**Directions for this task**
Send back exactly the lines from the opening line of the records below through the one with "box: [20, 286, 84, 355]".

**Information supplied**
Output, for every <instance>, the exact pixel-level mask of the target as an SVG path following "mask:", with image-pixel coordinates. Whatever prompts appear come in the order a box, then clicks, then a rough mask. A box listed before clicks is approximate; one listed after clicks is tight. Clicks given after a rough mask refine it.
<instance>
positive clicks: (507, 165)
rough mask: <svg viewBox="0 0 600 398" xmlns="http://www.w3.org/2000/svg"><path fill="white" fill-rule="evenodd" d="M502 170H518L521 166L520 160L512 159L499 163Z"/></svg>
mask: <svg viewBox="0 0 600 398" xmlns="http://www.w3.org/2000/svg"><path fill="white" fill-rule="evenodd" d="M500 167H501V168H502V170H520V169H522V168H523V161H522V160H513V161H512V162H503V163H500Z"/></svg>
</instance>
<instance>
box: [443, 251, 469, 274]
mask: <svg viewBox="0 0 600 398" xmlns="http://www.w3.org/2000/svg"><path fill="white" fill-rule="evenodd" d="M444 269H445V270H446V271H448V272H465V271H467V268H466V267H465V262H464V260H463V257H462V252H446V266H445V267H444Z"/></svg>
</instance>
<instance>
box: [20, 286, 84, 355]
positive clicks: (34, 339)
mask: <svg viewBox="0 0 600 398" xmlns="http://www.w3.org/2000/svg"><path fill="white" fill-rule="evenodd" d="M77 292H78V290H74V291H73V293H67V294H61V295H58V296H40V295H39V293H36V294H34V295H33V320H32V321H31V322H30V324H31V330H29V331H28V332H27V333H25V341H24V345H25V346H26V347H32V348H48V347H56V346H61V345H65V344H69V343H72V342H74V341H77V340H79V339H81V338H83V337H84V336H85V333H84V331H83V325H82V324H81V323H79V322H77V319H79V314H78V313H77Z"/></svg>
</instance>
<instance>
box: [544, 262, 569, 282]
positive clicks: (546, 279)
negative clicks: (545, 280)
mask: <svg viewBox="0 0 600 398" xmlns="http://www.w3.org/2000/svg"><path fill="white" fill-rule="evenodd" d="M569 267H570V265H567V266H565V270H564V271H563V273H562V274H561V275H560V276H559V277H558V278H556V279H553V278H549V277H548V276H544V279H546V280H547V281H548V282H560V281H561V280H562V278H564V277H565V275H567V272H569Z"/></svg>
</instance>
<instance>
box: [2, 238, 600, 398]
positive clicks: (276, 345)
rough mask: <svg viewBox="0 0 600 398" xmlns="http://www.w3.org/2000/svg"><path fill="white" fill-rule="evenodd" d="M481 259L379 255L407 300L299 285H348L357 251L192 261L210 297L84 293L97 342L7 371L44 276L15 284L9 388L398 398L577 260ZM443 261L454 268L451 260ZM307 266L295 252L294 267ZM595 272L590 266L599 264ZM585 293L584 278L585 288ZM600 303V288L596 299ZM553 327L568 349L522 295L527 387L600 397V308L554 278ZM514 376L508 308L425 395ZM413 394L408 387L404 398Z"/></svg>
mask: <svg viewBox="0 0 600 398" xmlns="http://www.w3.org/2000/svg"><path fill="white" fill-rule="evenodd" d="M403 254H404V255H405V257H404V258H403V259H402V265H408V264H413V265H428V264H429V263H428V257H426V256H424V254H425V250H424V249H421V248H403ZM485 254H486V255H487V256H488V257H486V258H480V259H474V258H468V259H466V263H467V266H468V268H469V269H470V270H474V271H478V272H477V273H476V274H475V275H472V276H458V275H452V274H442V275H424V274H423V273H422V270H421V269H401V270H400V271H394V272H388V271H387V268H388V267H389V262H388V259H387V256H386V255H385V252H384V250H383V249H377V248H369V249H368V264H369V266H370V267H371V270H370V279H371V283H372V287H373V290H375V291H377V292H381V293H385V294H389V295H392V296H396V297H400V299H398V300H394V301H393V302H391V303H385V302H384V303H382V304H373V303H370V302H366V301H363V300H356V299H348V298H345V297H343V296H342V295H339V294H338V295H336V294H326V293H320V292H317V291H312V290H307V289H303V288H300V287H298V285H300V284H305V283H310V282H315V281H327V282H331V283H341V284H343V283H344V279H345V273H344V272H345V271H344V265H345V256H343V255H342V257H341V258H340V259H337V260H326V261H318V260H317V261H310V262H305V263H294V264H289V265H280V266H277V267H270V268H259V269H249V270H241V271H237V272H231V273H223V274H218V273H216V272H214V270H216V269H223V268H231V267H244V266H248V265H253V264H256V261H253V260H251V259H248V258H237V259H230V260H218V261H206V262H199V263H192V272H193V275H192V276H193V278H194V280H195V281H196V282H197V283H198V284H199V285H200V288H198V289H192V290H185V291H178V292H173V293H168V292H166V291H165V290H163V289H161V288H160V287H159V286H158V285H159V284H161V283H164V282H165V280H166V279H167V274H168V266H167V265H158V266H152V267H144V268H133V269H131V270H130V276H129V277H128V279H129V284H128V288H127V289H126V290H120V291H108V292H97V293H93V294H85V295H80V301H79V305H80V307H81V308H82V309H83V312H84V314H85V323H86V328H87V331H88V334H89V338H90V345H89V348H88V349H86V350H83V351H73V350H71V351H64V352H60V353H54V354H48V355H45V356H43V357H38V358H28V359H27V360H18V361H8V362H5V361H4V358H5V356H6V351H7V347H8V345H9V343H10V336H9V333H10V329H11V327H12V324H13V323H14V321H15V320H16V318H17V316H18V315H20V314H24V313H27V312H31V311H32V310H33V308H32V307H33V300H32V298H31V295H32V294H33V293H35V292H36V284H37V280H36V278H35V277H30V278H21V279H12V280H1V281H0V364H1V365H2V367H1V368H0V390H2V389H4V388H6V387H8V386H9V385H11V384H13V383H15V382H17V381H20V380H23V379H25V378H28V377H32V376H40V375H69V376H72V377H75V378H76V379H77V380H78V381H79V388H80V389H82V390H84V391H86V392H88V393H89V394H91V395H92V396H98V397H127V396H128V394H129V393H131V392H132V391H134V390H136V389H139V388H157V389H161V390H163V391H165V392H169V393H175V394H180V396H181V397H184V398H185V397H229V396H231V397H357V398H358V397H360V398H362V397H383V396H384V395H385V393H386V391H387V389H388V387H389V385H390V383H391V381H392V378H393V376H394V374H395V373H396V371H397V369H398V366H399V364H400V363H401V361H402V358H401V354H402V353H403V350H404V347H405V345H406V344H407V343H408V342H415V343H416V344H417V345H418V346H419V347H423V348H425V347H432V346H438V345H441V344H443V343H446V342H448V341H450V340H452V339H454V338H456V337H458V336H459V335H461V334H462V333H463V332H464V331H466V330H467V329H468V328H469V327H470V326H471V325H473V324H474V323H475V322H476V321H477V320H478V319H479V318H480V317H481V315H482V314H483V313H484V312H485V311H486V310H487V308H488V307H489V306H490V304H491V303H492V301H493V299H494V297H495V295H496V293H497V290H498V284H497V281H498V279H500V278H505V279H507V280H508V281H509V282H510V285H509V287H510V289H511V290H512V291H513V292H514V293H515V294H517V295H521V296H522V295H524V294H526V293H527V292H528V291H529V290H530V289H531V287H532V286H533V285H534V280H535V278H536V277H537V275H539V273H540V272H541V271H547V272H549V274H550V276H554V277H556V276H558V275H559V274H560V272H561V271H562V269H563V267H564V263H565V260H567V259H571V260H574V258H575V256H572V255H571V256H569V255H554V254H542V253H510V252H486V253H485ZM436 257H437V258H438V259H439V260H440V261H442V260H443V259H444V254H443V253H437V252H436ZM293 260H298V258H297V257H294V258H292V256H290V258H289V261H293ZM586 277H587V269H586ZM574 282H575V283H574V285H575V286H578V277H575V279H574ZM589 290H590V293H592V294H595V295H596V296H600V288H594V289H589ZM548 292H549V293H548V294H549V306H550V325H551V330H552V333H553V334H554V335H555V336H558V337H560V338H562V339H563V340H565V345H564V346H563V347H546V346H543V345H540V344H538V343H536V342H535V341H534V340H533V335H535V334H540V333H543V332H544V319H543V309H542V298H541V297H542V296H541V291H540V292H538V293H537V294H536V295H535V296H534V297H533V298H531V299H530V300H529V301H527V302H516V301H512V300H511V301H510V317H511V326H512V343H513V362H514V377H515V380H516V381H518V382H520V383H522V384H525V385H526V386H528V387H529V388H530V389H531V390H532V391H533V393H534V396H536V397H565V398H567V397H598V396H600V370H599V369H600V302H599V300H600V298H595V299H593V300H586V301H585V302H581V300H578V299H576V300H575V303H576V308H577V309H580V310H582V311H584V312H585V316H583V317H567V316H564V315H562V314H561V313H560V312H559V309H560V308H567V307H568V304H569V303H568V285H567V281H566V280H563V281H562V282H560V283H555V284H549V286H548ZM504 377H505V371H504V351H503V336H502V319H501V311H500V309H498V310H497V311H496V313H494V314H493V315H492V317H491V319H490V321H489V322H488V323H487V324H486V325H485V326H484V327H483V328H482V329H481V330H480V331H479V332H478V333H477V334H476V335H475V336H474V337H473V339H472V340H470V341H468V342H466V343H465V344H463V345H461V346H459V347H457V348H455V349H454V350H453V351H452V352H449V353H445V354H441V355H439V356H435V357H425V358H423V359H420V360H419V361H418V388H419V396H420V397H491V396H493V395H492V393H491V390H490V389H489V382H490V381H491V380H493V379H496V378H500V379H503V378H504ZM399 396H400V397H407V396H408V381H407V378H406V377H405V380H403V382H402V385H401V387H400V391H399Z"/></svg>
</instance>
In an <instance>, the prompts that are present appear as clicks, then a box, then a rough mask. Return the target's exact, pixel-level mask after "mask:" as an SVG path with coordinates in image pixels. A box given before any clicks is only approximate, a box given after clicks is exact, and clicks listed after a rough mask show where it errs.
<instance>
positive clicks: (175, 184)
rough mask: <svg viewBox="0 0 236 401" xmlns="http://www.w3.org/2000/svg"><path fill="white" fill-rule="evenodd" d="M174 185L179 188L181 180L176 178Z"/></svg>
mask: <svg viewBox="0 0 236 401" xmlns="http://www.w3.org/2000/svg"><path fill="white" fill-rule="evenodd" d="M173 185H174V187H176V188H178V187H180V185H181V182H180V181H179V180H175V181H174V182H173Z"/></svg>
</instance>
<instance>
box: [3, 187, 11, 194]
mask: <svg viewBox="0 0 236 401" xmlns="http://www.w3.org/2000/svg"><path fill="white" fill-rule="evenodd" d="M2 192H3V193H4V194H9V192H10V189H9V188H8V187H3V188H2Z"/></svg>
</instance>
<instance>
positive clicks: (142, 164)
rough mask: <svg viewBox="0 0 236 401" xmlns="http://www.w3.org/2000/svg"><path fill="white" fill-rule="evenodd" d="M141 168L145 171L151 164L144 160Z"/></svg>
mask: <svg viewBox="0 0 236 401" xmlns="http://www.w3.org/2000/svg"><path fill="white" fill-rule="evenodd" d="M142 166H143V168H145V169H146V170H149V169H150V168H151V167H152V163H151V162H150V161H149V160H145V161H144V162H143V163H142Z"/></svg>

**Solution for this exercise**
Output, for every <instance>, the exact pixel-level mask of the target as an SVG path following "mask:", with image-pixel coordinates. Whatever prompts appear come in the order a box, then clicks, then a rough mask. A box listed before clicks is approximate; one listed after clicks is tight. Clicks given after a rough mask refine it.
<instance>
positive clicks: (507, 165)
rough mask: <svg viewBox="0 0 600 398" xmlns="http://www.w3.org/2000/svg"><path fill="white" fill-rule="evenodd" d="M502 170H518L521 166L520 160L512 159L499 163Z"/></svg>
mask: <svg viewBox="0 0 600 398" xmlns="http://www.w3.org/2000/svg"><path fill="white" fill-rule="evenodd" d="M500 167H501V168H502V170H520V169H522V168H523V161H522V160H513V161H512V162H503V163H500Z"/></svg>
</instance>
<instance>
box: [443, 251, 469, 274]
mask: <svg viewBox="0 0 600 398" xmlns="http://www.w3.org/2000/svg"><path fill="white" fill-rule="evenodd" d="M444 269H445V270H446V271H448V272H465V271H467V268H466V267H465V262H464V260H463V257H462V252H446V266H445V267H444Z"/></svg>
</instance>
<instance>
box: [20, 286, 84, 355]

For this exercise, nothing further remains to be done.